EXTRACT PROVIDED:
[START]

In case if they have to prepare a report, business plan or another document just give them a template with some sentences in it. When they are back with questions tell them that they shouldn’t care about the whole task and should populate it section by section. That will give them feeling that you control the flow and share responsibility. Surprisingly, they’ll do it quick and easy.

Disclaimer: Be sure that people are ready for the work. If they are not — partial completion doesn’t work. Another possible issue is that pre-filled information is accepted as 100% true while it might be not.

Inspired by: http://www.danlockton.com/dwi/Partial_completion

Fake Affordances

Let’s talk today about Fake Affordances pattern described as:

Is there anything to be gained from making something look like it works one way, while actually doing something else (or nothing at all)?

Example:

Many elevator/lift ‘door close’ buttons are reputedly ‘placebo buttons’, giving an illusion of control but not speeding up the process.

This is the best ever defined management-under-stress technique. When the project has a high visibility, tough delivery schedule or high risks there is an extreme attention from stakeholders. Thus, you have to manage not only the internal delivery itself but external control over it. The same problem exists when delay or non-crucial fail happens. All stakeholders are trying say what to do and how to fix.

Frankly speaking, in most cases you know the reasons and actions required yourself. Each suggestion slows you down. Each external influence affects the team. Thus, feel free to accept any suggestions and promise corrective actions just to give feeling of control to your stakeholders. This will save you time and keep your team focused.

You can use it with boss of your boss as well. Sometimes it happens when a top manager is trying to micromanage. He might be wrong due to lack of information. However, due to his power you cannot say “No” or “Maybe”. He expects immediate action. Thus, give a fake promise if needed. He’ll get what he wants: a feeling of control. And you’ll avoid acting the wrong way. At least immediately.

Disclaimer: there are two issues with this pattern. First, you might me be wrong. Second, you might be considered as a liar. Both are disaster to you. Take care.

Inspired by: http://www.danlockton.com/dwi/Fake_affordances

Angles

The next pattern I’d like to talk about goes from Architectural Lens. It’s name Angles and described as:

Can you slant or angle things so some actions are easier than others?

Example:

Some cigarette bins are sold to authorities using the sloping top as a feature, discouraging people leaving litter on top.

This pattern has great use in management. Policies, roles, organizational chart, titles, departments and so on makes the corporate environment rectangular. Everything has a definition and purpose. Unfortunately, it decreases the flexibility.

There are cases when rules set in the rectangular world don’t let you to achieve your goal and do a specific action. Think about changing the angle. It might help.

Let me give an example. You have a new project. You clearly understand that you are the right person to start it. However, if you become a project manager during the kick off your chances to step back are low. Customer will not accept this move. You have a dilemma: whether to let the project start slowly without you, or you do fast kick off and have to take part in it for a long time due to rectangular rules.

The solution is to call yourself an engagement manager and do your job. Don’t care if this title doesn’t exist in your company.

It is nice practice to change your title, organization chart position, role in the project or department name to ‘hack’ the system. This is exactly changing the angle solution. You are forming the layout that makes some actions difficult to make. E.g. if renaming project manager to engagement manager you make it difficult for the customer to keep you on the project for a long time.

[END]

Part of a data file:
[START]

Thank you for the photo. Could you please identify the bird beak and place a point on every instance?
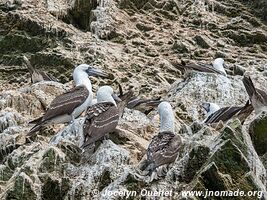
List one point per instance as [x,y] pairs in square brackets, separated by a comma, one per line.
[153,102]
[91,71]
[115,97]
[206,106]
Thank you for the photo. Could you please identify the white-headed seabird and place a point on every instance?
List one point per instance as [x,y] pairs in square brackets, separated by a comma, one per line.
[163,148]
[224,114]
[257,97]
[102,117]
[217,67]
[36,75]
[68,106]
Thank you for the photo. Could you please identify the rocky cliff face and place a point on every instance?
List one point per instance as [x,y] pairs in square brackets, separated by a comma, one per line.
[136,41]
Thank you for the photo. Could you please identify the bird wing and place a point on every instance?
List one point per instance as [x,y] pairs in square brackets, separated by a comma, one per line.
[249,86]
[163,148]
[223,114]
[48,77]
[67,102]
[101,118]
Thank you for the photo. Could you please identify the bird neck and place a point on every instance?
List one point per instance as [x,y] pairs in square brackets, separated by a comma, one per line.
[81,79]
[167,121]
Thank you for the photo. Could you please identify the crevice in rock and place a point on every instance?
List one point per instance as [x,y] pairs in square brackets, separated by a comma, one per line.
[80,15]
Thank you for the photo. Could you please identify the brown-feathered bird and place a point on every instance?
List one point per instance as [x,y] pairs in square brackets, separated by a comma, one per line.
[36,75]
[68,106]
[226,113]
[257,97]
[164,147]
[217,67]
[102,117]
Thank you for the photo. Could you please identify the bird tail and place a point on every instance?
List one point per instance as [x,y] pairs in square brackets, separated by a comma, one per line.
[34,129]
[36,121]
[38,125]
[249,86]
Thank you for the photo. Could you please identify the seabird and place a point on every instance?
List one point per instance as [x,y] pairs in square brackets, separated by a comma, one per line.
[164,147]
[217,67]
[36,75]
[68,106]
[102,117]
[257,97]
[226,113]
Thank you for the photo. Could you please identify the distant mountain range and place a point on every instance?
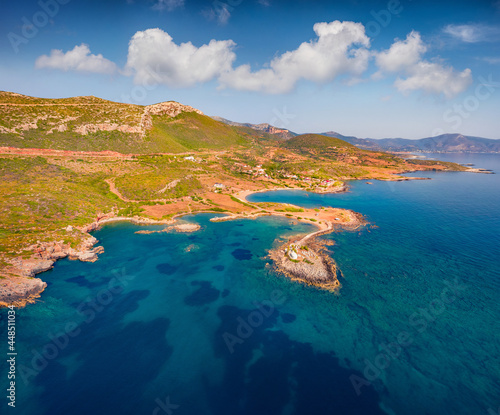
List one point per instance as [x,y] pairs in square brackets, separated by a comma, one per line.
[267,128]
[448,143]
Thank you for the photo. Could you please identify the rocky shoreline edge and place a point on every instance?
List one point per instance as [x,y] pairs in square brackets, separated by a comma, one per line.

[END]
[START]

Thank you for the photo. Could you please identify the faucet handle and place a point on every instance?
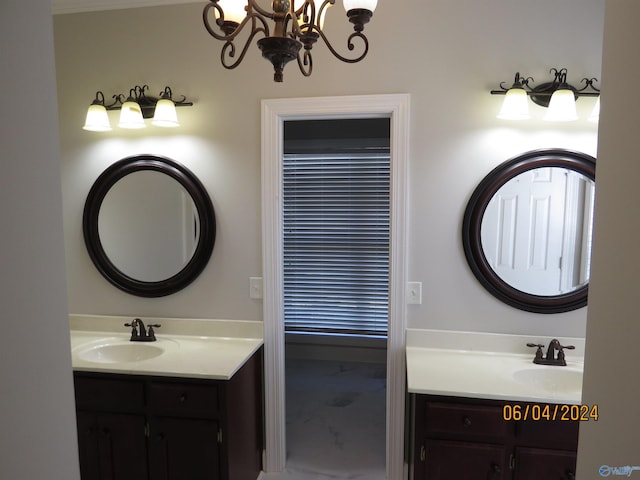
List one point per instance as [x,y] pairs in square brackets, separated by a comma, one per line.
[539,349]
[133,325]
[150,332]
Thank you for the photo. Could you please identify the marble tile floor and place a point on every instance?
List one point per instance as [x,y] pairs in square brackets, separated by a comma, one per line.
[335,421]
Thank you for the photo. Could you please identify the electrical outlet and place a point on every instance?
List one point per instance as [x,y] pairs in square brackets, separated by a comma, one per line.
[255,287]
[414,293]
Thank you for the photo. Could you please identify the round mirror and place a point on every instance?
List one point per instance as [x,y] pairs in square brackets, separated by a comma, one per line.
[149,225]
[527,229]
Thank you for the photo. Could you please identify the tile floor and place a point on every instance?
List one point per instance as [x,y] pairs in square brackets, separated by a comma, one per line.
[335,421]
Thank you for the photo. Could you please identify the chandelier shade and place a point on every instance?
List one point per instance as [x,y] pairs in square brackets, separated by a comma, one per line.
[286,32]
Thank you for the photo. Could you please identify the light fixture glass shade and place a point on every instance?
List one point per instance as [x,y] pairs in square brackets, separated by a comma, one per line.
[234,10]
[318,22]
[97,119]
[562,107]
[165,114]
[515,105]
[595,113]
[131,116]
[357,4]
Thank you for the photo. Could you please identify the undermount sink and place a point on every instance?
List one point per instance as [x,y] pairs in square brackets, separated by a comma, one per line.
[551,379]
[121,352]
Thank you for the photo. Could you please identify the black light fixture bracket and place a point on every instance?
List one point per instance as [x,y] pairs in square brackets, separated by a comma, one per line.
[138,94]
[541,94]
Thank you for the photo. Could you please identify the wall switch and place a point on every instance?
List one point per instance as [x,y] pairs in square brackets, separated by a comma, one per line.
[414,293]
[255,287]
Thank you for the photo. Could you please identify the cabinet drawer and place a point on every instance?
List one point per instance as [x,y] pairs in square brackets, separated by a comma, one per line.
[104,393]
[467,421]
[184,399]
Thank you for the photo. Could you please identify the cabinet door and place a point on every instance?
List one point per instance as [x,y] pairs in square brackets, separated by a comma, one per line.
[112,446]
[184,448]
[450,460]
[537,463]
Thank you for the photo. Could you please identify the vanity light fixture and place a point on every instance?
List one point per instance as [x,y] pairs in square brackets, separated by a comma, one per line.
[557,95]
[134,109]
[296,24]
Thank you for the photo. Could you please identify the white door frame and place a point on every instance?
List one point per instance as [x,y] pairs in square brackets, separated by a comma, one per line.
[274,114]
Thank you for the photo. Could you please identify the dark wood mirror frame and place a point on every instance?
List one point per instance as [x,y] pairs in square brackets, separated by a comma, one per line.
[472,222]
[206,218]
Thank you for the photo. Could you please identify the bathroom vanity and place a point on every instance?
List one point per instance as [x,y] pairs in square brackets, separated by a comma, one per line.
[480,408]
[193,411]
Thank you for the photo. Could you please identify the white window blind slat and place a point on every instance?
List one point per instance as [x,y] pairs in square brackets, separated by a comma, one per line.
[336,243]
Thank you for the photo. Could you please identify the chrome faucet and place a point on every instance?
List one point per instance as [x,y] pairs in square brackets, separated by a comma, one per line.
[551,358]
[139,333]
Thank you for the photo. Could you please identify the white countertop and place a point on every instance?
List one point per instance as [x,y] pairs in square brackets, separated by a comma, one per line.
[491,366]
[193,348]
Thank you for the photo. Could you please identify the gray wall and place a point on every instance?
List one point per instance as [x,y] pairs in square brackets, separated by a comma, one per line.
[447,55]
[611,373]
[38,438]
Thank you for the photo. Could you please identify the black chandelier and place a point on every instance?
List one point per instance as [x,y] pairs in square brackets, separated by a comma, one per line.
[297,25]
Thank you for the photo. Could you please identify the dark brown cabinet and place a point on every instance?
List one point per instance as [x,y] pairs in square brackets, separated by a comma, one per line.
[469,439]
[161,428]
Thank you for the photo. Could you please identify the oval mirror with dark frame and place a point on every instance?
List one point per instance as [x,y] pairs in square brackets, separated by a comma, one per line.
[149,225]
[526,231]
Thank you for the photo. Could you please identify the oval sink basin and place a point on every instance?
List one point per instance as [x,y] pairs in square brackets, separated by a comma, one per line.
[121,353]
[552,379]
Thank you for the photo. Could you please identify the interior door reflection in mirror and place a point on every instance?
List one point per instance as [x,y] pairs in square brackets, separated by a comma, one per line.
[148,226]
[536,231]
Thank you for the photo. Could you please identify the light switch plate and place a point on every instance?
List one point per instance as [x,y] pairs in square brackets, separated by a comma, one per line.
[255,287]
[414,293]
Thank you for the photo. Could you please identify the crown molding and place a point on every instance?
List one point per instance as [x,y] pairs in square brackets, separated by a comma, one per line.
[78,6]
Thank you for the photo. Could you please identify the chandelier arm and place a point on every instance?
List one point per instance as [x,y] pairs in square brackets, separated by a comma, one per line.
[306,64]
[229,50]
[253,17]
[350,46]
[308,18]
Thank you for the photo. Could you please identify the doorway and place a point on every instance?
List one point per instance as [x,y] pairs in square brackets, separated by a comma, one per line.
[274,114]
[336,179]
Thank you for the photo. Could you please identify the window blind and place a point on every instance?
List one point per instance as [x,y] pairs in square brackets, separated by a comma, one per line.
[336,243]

[END]

EXERCISE TASK A: What does the text on management patterns say many elevator "door close" buttons reputedly are?
EXERCISE TASK B: Update the stretch of the text on management patterns from "Some cigarette bins" through "It might help.", replacing "cigarette bins" with "waste bins".
The records have no connection to the text on management patterns.

CORRECT ANSWER A: They are reputedly "placebo buttons" that give an illusion of control but do not speed up the process.

CORRECT ANSWER B:
Some waste bins are sold to authorities using the sloping top as a feature, discouraging people leaving litter on top.

This pattern has great use in management. Policies, roles, organizational chart, titles, departments and so on makes the corporate environment rectangular. Everything has a definition and purpose. Unfortunately, it decreases the flexibility.

There are cases when rules set in the rectangular world don’t let you to achieve your goal and do a specific action. Think about changing the angle. It might help.